So far, so good. But how do you go about making finance more agile?
Well, I’d argue that tapping into business process management (BPM) principles might be the key that unlocks an agile finance department. While BPM has its origins in the 1990s, much of its philosophy resonates with the Agile movement. Practices such as having a well-defined strategy and understanding how core processes underpin it; consulting the coal face about better ways of doing things; of breaking down silos and getting different teams into the same room together to collaborate and feedback to the business; driving a culture of ownership, buy-in and continuous improvement; favouring iterative, time-based activities over slam dunk delivery. Change and improvement is considered a journey, not a destination. Documentation and system adoption is key to getting IP out of people’s heads (like complex standalone spreadsheets), as well as standardising and automating processes.
Once you have created a strategy, you need to translate it into a delivery model, and this is effectively the budget or forecast at a financial level. But how do you pull all these strands together though, to allow BPM to unlock your agile culture? You don’t get there with spreadsheets, that is for sure. Fortunately, as so often is the case, the very technology that has opened Pandora’s Box has also enabled a new generation of business tools that will facilitate this agile shift.
Budgeting and forecasting can generally be viewed as the ground zero of a financial cycle, so let’s start there. A web-based interface rather than a spreadsheet can make financial data input and review accessible to anyone in your organisation. Now, non-financial managers can easily give you the figures you need, in a standardised format that can be rolled-up into a single version of the truth. You bypass the ineffective, time-consuming, and soul-destroying spreadsheet go-round, shaving weeks and months off the budget cycle in the process. And, importantly, by providing increased visibility and transparency, especially of business strategy, you foster buy-in to, and ownership of, the budget.

================

▸ **Work to complete**:
1 > Render this sentence from the passage on agile finance into Spanish: "Change and improvement is considered a journey, not a destination."
2 > Quote the passage on agile finance from "Once you have" up to and including "this agile shift.".
3 > According to the passage on agile finance, in what decade did BPM originate?

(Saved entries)
================

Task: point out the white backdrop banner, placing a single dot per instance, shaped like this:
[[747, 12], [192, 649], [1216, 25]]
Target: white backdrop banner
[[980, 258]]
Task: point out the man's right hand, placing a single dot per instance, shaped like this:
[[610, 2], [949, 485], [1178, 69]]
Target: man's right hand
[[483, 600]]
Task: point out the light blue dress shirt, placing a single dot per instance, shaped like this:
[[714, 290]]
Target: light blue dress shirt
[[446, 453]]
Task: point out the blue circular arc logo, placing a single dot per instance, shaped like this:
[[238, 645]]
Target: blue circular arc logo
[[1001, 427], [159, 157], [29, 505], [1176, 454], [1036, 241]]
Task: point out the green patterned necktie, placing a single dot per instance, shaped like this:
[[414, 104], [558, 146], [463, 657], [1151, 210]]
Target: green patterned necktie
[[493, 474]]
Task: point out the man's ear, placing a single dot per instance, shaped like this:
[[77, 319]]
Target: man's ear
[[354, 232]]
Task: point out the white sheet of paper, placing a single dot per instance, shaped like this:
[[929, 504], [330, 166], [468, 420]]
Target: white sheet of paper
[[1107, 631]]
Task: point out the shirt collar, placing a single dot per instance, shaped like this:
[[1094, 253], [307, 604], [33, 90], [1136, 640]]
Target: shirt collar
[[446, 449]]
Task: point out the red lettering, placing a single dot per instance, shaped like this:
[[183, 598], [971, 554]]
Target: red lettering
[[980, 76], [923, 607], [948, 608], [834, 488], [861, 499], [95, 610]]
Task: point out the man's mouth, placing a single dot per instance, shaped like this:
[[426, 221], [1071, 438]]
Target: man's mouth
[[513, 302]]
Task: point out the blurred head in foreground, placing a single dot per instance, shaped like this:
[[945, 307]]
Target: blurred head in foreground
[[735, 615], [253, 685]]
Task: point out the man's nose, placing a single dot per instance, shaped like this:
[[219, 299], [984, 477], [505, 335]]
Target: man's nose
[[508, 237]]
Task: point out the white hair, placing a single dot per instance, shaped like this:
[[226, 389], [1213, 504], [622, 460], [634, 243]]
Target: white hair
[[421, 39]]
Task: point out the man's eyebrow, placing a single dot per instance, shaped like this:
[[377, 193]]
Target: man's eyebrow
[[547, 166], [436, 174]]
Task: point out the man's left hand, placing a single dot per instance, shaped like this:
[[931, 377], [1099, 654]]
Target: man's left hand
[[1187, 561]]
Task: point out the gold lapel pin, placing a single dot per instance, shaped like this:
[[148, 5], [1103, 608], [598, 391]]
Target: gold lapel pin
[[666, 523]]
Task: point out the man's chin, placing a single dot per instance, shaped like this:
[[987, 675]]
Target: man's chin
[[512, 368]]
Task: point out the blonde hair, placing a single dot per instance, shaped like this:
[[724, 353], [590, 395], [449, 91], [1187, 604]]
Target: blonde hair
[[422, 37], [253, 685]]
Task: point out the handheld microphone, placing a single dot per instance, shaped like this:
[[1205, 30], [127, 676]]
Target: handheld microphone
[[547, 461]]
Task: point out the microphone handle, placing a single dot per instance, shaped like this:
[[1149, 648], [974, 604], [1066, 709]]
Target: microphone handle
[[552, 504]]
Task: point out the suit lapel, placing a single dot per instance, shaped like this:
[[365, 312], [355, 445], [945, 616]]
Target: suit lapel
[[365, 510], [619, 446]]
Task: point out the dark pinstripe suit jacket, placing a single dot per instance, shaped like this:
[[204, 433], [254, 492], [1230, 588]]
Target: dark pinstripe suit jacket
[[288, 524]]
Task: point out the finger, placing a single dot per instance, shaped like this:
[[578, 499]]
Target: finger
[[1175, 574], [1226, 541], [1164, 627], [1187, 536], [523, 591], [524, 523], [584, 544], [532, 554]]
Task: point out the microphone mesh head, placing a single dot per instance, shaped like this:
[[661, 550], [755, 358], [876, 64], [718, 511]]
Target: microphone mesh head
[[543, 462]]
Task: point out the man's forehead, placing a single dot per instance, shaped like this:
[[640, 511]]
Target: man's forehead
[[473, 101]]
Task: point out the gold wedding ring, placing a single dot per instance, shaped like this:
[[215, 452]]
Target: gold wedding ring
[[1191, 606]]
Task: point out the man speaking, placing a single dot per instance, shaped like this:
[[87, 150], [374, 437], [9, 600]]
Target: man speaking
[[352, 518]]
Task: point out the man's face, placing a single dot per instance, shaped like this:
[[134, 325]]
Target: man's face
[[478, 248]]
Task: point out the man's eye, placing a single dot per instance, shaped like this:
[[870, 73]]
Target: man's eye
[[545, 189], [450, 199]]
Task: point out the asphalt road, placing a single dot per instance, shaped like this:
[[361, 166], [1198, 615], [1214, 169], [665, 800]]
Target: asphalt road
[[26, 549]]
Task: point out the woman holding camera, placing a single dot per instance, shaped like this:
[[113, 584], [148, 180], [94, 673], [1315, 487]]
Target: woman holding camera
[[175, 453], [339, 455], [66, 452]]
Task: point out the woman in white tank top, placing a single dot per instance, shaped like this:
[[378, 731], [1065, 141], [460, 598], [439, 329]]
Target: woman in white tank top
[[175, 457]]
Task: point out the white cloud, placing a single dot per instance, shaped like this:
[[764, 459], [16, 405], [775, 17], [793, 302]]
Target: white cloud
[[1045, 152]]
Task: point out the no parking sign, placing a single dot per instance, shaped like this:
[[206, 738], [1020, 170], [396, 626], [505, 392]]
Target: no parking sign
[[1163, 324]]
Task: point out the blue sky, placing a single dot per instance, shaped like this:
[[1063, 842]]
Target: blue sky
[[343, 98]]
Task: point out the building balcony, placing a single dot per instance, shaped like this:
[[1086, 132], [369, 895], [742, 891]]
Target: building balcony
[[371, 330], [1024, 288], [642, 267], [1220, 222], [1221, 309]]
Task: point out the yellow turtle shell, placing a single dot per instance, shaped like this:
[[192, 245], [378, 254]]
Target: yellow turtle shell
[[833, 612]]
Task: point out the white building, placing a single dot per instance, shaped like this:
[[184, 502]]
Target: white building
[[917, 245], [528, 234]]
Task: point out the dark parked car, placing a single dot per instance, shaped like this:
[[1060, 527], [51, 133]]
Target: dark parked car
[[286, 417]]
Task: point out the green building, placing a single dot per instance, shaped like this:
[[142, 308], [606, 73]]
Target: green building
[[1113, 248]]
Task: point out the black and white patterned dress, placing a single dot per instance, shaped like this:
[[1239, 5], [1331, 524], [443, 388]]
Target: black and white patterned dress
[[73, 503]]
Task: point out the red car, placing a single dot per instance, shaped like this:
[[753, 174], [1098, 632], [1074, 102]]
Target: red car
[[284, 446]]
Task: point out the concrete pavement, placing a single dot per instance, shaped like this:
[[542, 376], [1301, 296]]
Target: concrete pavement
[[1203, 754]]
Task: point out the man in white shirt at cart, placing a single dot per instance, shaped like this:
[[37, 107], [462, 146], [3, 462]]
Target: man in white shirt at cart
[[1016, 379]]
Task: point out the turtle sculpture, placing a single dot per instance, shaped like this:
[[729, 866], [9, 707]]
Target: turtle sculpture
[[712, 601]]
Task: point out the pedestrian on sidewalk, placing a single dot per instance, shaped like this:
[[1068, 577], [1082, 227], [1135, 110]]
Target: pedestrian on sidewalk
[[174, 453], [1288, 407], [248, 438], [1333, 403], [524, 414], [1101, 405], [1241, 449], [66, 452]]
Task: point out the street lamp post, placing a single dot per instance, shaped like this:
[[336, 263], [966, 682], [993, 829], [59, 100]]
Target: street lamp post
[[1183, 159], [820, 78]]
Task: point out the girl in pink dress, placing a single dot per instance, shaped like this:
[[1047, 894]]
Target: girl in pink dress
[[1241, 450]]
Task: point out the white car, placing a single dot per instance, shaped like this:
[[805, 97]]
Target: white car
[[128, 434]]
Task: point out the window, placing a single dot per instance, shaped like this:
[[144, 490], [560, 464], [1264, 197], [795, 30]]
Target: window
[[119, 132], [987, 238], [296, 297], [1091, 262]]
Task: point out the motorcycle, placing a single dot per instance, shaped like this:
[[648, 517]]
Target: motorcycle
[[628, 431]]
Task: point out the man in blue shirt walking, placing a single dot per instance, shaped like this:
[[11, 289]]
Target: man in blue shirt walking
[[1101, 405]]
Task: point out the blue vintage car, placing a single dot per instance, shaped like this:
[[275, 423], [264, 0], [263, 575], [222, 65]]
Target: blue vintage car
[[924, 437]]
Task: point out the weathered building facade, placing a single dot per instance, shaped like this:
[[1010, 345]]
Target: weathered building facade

================

▸ **Exercise results**:
1 > El cambio y la mejora se consideran un viaje, no un destino.

2 >
Once you have created a strategy, you need to translate it into a delivery model, and this is effectively the budget or forecast at a financial level. But how do you pull all these strands together though, to allow BPM to unlock your agile culture? You don’t get there with spreadsheets, that is for sure. Fortunately, as so often is the case, the very technology that has opened Pandora’s Box has also enabled a new generation of business tools that will facilitate this agile shift.

3 > The 1990s.